* _Text_
I was born in Vienna, Austria, and I have always missed my family. Growing up in South America, I did have my parents with me, and I had a brother, an aunt and uncle, and a cousin, but I knew that I needed more than that. When I moved to the United States, and I heard my friends talking about other kids in the Jewish community who were related to them, I always envied them. I thought it would be so great to have people scattered around the city who were my family. I wanted to bump into someone down town or at a movie or a restaurant and tell my companion, “That’s my aunt” or “He’s my cousin.” It seemed to me that it gave them some special legitimacy to be connected as family to people around them. When I would hear about family reunions where there would be as many as a hundred people, I could hardly imagine how magnificent that would be.

When we lived in South America, my family consisted of the seven of us, and we all lived in the same house. When we came to the United States, four more people were added to my family group, but it still seemed quite meager. I knew that there were a few more aunts scattered around Europe and Asia and South America, but I never knew them or got letters or presents or birthday cards from them. My mother and father were each one of seven kids, and almost all of them had gotten married. I heard my mother talk about uncles and aunts and cousins she grew up around who were now missing from our lives. Where was everybody? What happened?

What happened was the Holocaust. People were snatched out of their lives, and many were murdered. Those who survived were scattered and in no situation to start a family in their precarious situations. As a result, I didn’t have the cousins I was meant to have. I felt the emptiness in my soul.

* _Items_

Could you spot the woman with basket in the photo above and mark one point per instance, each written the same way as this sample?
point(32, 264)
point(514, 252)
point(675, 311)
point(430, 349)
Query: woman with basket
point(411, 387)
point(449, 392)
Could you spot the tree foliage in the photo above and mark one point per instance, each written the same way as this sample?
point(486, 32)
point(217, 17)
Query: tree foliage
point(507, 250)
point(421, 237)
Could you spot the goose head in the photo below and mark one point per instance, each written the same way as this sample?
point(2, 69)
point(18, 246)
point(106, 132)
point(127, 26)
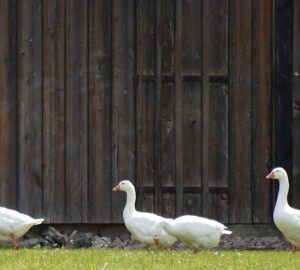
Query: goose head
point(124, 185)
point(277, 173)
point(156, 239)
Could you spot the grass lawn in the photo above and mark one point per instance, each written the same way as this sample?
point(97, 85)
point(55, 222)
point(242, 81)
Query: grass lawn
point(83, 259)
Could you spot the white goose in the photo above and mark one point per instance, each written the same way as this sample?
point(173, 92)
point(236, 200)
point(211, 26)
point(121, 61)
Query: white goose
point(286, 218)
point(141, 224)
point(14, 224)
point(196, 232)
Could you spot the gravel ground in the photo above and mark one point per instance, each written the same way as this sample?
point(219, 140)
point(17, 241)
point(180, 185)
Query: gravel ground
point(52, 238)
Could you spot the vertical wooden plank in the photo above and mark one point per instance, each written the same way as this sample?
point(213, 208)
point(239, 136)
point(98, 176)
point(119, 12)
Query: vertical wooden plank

* _Your tasks_
**A)** Please reproduce the family memoir between "I was born in" and "that would be.", inclusive.
**B)** Carry the family memoir forward from its final sentence.
You can set the records aside; they aren't needed.

* _The results_
**A)**
I was born in Vienna, Austria, and I have always missed my family. Growing up in South America, I did have my parents with me, and I had a brother, an aunt and uncle, and a cousin, but I knew that I needed more than that. When I moved to the United States, and I heard my friends talking about other kids in the Jewish community who were related to them, I always envied them. I thought it would be so great to have people scattered around the city who were my family. I wanted to bump into someone down town or at a movie or a restaurant and tell my companion, “That’s my aunt” or “He’s my cousin.” It seemed to me that it gave them some special legitimacy to be connected as family to people around them. When I would hear about family reunions where there would be as many as a hundred people, I could hardly imagine how magnificent that would be.

**B)**
When I was a young woman, I went on a vacation to Florida, and there I saw my first banyan tree. This tree sprout roots that look like fronds that hang down from its branches. When these fronds reach the ground, they dig in, form roots, and eventually become new trunks that get thicker and stronger and then send out their own branches that will again send down new growth. This tree can grow to take up acres of land, and it is quite a phenomenal sight. In some parts of the world, people live in these trees by hanging partitions and dividing the space into rooms. In Florida, I saw a number of banyan trees that took up a whole yard next to someone’s house. However, most of the banyans were much smaller. Their growth was controlled by humans, who had cut off the fronds before they could reach the ground and set down roots and become trunks.

I was tremendously touched when this was described to me. I remember fighting back tears and feeling a deep grief well up inside of me. I remember thinking that this tree was the perfect metaphor for what had happened to my family and to so many other Jewish families in Europe. Hitler had cut us down and deprived us of our destiny. I bought a few postcards with pictures of this tree, and I taped one on my refrigerator when I got back home. It was like a memorial to my missing family. I continue to hold a special affection for the banyan tree.

I am so grateful that I was able to send down my own root fronds and that they all took hold and continued to sprout more fronds who are now growing to be strong trunks, and that I have been fortunate enough to witness this growth. I am the only person in my family who has been so blessed, and not a day goes by that I don’t appreciate this miracle. It is my personal revenge and victory. I know that all of us who have been able to survive and produce children after the Holocaust have the same feelings. We treasure our children and our grandchildren. They are the proof that we will endure as a people.